[Start Supplied entries]
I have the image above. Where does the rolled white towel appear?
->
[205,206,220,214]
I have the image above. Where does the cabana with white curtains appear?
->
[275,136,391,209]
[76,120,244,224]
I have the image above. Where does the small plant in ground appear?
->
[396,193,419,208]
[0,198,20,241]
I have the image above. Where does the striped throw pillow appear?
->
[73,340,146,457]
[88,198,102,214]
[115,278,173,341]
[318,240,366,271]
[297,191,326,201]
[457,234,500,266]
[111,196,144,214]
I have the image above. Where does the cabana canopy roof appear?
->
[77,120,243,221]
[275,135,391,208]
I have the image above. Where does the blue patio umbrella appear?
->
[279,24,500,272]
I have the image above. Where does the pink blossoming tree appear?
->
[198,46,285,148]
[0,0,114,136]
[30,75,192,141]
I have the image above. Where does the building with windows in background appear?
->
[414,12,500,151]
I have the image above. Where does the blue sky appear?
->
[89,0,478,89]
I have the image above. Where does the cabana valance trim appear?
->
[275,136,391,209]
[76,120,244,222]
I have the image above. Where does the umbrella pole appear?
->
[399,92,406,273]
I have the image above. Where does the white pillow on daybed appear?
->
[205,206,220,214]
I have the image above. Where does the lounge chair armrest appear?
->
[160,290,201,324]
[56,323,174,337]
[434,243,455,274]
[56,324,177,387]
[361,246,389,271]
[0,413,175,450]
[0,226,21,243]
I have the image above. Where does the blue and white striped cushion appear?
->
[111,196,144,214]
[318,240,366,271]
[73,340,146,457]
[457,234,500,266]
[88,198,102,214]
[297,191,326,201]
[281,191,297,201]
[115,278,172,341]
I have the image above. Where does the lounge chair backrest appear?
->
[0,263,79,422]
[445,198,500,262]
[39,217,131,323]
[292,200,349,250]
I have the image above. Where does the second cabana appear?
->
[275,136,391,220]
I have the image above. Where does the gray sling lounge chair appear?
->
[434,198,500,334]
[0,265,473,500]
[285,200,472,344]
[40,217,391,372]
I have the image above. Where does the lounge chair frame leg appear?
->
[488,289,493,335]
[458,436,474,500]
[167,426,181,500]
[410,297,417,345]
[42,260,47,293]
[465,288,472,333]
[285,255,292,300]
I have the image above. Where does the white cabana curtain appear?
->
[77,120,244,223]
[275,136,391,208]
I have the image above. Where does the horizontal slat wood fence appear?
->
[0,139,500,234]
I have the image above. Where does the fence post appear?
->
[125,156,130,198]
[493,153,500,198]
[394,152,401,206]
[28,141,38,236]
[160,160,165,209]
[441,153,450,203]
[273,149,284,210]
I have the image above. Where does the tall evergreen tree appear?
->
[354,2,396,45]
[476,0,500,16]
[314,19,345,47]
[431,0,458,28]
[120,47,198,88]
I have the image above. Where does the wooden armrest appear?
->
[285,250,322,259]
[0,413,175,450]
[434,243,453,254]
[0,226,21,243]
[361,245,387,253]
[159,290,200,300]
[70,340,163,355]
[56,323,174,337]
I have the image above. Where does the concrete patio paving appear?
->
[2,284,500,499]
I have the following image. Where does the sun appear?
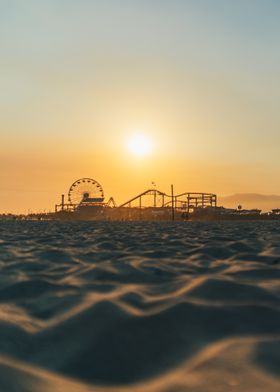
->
[127,133,153,157]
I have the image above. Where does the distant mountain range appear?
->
[218,193,280,211]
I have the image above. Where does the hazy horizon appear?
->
[0,0,280,212]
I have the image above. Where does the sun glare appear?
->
[128,133,152,156]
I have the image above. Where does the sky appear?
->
[0,0,280,212]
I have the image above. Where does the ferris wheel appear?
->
[68,178,104,204]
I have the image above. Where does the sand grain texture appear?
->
[0,222,280,392]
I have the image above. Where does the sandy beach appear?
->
[0,222,280,392]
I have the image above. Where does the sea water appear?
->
[0,221,280,392]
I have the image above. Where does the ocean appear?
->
[0,221,280,392]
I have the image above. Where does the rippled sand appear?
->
[0,222,280,392]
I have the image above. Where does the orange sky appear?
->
[0,0,280,212]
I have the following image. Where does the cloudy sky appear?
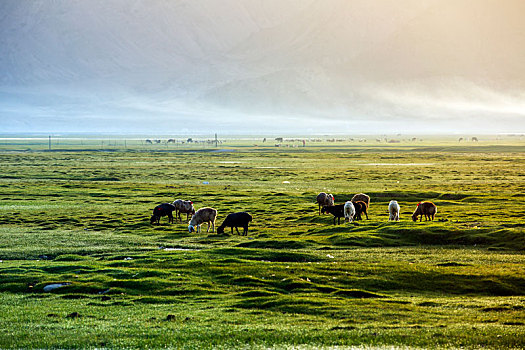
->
[0,0,525,134]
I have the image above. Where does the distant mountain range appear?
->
[0,0,525,133]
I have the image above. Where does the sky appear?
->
[0,0,525,135]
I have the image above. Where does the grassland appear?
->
[0,136,525,349]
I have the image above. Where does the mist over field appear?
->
[0,0,525,134]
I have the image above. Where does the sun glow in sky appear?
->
[0,0,525,134]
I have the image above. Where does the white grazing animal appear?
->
[388,200,400,221]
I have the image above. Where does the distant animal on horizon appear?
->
[412,202,437,222]
[351,193,370,208]
[217,211,253,236]
[316,192,335,215]
[188,208,217,233]
[343,201,355,222]
[388,200,401,221]
[173,199,195,221]
[321,204,345,225]
[352,201,368,220]
[150,203,175,225]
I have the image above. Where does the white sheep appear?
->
[343,201,355,222]
[188,208,217,233]
[173,199,195,221]
[316,192,334,215]
[388,200,400,221]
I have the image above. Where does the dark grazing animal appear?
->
[150,203,175,225]
[352,201,368,220]
[412,202,437,222]
[321,204,345,225]
[217,211,253,236]
[351,193,370,208]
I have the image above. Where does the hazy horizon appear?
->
[0,0,525,135]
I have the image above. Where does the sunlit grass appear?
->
[0,141,525,349]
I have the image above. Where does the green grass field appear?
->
[0,138,525,349]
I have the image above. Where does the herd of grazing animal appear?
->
[317,192,437,225]
[150,192,437,236]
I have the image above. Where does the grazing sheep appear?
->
[412,202,437,221]
[188,208,217,233]
[351,193,370,208]
[352,201,368,220]
[321,204,345,225]
[150,203,175,225]
[388,200,400,221]
[344,201,355,222]
[173,199,195,221]
[217,211,252,236]
[316,192,334,215]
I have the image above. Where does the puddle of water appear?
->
[361,163,436,166]
[163,248,200,252]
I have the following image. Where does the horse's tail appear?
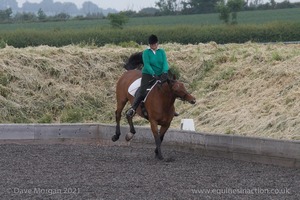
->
[124,51,144,70]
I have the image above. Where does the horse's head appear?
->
[169,80,196,104]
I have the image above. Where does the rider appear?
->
[126,35,169,117]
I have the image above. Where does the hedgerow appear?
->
[0,22,300,48]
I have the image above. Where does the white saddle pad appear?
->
[128,78,142,96]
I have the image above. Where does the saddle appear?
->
[128,78,159,119]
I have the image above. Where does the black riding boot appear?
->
[126,93,144,117]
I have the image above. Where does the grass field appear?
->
[0,42,300,140]
[0,8,300,31]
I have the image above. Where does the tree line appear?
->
[0,0,300,24]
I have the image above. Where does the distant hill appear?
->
[0,0,118,16]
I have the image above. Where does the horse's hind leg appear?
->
[111,100,127,142]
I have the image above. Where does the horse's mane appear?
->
[124,51,144,70]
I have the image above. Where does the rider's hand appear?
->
[160,73,168,82]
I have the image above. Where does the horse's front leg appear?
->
[150,121,164,160]
[125,113,136,141]
[111,99,127,142]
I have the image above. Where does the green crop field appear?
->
[0,8,300,33]
[0,8,300,48]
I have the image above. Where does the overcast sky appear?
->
[17,0,300,11]
[17,0,159,11]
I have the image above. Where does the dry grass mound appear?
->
[0,42,300,140]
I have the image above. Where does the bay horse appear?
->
[112,52,196,160]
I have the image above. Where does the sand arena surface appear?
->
[0,144,300,200]
[0,42,300,140]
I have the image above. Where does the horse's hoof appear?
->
[111,135,120,142]
[125,132,134,142]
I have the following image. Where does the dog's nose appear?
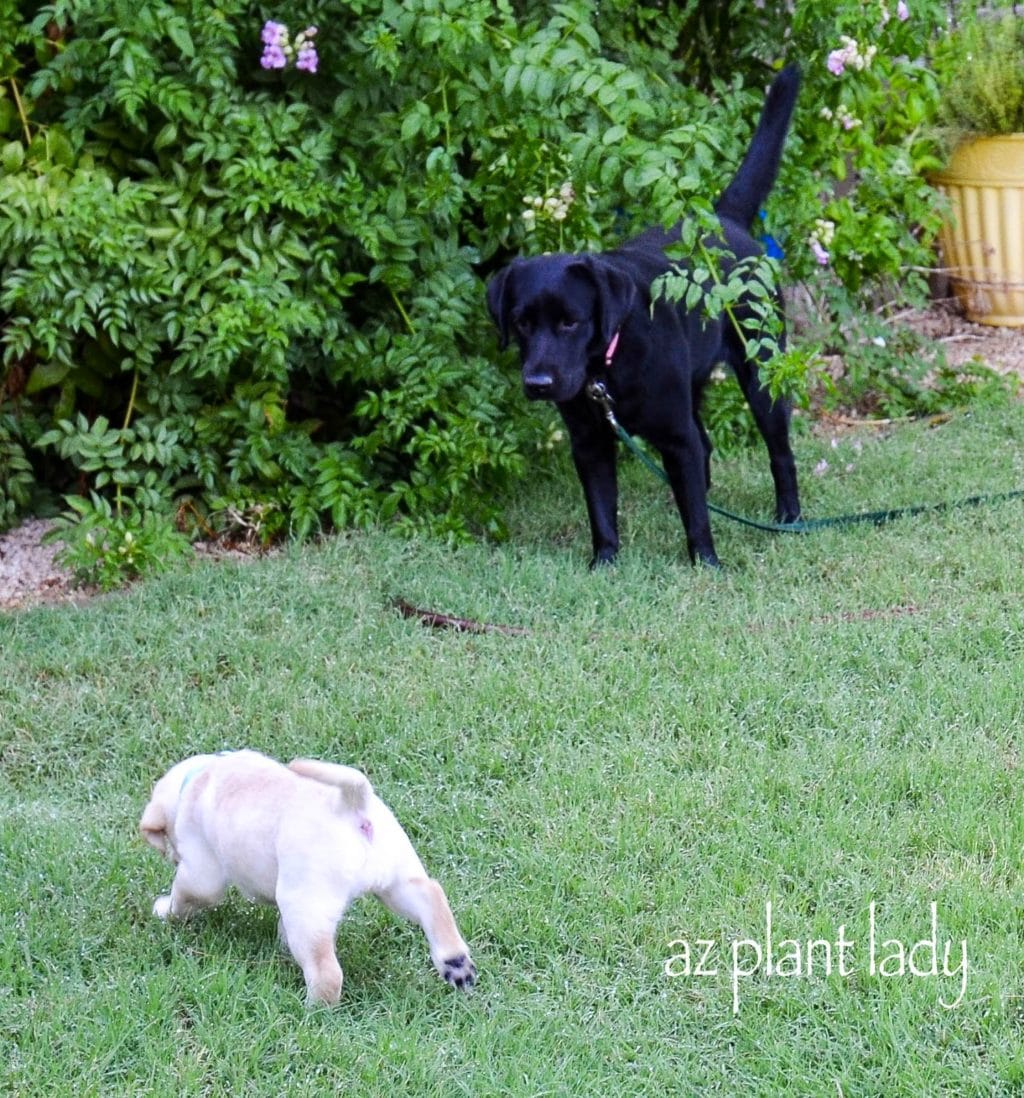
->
[522,373,554,401]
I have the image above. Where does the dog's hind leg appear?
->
[153,862,227,919]
[278,896,344,1006]
[376,877,476,990]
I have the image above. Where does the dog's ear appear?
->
[569,256,637,347]
[487,266,515,350]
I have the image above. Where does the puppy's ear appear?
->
[138,800,167,854]
[487,266,515,350]
[569,256,638,347]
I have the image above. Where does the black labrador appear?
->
[487,66,800,567]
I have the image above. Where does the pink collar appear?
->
[605,332,619,370]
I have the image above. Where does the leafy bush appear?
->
[936,11,1024,143]
[0,0,1000,570]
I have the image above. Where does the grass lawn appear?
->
[0,405,1024,1098]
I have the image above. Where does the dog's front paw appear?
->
[441,953,476,991]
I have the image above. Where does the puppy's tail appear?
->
[288,759,373,813]
[714,65,800,227]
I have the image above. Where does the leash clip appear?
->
[587,378,619,430]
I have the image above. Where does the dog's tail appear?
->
[714,65,800,226]
[288,759,373,813]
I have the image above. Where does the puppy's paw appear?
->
[441,953,476,991]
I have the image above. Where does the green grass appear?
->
[0,406,1024,1098]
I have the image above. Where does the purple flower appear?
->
[260,19,288,46]
[295,46,319,72]
[259,45,288,68]
[828,49,846,76]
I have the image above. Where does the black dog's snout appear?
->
[522,373,554,401]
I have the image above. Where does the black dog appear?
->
[487,66,800,565]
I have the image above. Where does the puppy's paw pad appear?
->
[441,953,476,991]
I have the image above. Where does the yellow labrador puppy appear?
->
[139,751,476,1005]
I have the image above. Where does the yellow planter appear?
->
[934,133,1024,327]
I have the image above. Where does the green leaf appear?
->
[0,141,25,175]
[25,362,69,396]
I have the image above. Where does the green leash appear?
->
[587,380,1024,534]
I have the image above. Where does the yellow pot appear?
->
[934,133,1024,327]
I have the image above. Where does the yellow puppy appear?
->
[139,751,476,1004]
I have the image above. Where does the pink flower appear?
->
[828,49,846,76]
[295,46,319,72]
[259,45,288,68]
[260,19,288,46]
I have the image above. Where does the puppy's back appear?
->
[288,759,373,813]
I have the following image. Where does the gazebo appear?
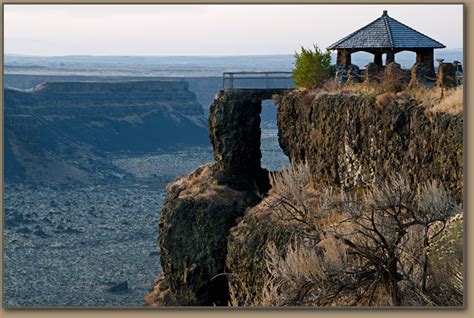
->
[327,10,446,74]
[End Supplied entries]
Copy the records word for word, starting at the line that contains "I have the image above. Where does the puppy's back" and ending at the last line of the records. Leave the pictures out.

* Exercise output *
I have the image above. Where does the puppy's back appear?
->
[288,759,373,813]
I have the following image. Where does the gazebo appear?
->
[327,10,446,74]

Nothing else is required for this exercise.